<<<<
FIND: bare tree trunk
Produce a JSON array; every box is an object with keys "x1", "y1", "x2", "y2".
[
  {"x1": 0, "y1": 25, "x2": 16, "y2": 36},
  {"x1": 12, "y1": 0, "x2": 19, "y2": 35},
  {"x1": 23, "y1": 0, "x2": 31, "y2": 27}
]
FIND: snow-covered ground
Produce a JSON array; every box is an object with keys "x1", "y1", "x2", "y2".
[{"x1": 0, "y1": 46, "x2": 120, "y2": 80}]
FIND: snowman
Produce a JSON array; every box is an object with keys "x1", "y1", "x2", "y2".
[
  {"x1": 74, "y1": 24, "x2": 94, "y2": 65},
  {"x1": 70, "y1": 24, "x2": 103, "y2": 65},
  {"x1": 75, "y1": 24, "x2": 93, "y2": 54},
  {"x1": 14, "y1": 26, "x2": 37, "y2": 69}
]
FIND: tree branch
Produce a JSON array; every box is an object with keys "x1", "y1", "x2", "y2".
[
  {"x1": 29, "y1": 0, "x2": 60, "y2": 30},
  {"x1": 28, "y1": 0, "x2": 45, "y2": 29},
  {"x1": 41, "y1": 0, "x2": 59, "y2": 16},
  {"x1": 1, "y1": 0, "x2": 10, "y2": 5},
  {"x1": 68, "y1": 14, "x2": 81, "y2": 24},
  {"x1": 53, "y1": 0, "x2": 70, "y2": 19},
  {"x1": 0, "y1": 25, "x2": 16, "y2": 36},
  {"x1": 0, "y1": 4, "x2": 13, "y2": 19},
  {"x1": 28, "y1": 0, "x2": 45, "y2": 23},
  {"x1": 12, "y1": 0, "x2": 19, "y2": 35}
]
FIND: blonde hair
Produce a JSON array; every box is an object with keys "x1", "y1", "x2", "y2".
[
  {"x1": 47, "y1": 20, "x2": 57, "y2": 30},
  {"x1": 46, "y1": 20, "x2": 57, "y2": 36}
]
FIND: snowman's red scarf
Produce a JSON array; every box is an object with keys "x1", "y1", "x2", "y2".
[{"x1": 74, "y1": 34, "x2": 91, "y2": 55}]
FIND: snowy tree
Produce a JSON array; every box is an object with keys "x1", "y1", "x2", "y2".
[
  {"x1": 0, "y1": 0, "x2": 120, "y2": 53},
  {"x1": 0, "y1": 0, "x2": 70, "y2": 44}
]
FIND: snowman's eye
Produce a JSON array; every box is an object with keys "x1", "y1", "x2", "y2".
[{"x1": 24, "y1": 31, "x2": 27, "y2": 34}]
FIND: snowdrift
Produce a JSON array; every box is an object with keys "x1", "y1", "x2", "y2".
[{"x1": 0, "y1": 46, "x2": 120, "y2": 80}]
>>>>
== BRIEF ==
With no word changed, write the entries out once more.

== SOLUTION TO THIS PROBLEM ==
FIND: bare tree trunk
Produce a JSON array; every box is an object with keys "x1", "y1", "x2", "y2".
[
  {"x1": 0, "y1": 25, "x2": 16, "y2": 36},
  {"x1": 12, "y1": 0, "x2": 19, "y2": 35},
  {"x1": 23, "y1": 0, "x2": 31, "y2": 27}
]
FIND: snow-covered ground
Produce a JSON array; every box is an object with keys "x1", "y1", "x2", "y2".
[{"x1": 0, "y1": 46, "x2": 120, "y2": 80}]
FIND: snowman
Produce a JSON array; every box is an object with keys "x1", "y1", "x2", "y2".
[
  {"x1": 74, "y1": 24, "x2": 94, "y2": 65},
  {"x1": 70, "y1": 24, "x2": 103, "y2": 65},
  {"x1": 75, "y1": 24, "x2": 93, "y2": 54},
  {"x1": 14, "y1": 26, "x2": 37, "y2": 69}
]
FIND: tree branch
Produce a JSON array; every box is an object with keys "x1", "y1", "x2", "y2".
[
  {"x1": 29, "y1": 0, "x2": 60, "y2": 30},
  {"x1": 28, "y1": 0, "x2": 45, "y2": 29},
  {"x1": 41, "y1": 0, "x2": 59, "y2": 16},
  {"x1": 1, "y1": 0, "x2": 10, "y2": 5},
  {"x1": 68, "y1": 14, "x2": 81, "y2": 24},
  {"x1": 53, "y1": 0, "x2": 70, "y2": 19},
  {"x1": 0, "y1": 25, "x2": 16, "y2": 36},
  {"x1": 0, "y1": 4, "x2": 13, "y2": 19},
  {"x1": 28, "y1": 0, "x2": 45, "y2": 23},
  {"x1": 12, "y1": 0, "x2": 19, "y2": 35}
]
FIND: blonde hair
Produce a JSON array; every box is an object with keys "x1", "y1", "x2", "y2".
[
  {"x1": 47, "y1": 20, "x2": 57, "y2": 30},
  {"x1": 46, "y1": 20, "x2": 57, "y2": 36}
]
FIND: snowman's red scarf
Produce a JSON array; every box is an object with keys "x1", "y1", "x2", "y2".
[{"x1": 74, "y1": 34, "x2": 91, "y2": 55}]
FIND: snowy tree
Produce a JSON array; every box is an object with keys "x1", "y1", "x2", "y2".
[
  {"x1": 0, "y1": 0, "x2": 120, "y2": 53},
  {"x1": 0, "y1": 0, "x2": 70, "y2": 44}
]
FIND: snowman's eye
Produce a JSON array; every box is an object with keys "x1", "y1", "x2", "y2".
[{"x1": 24, "y1": 31, "x2": 27, "y2": 34}]
FIND: snowdrift
Produce a JSON array; every box is an object with keys "x1", "y1", "x2", "y2".
[{"x1": 0, "y1": 46, "x2": 120, "y2": 80}]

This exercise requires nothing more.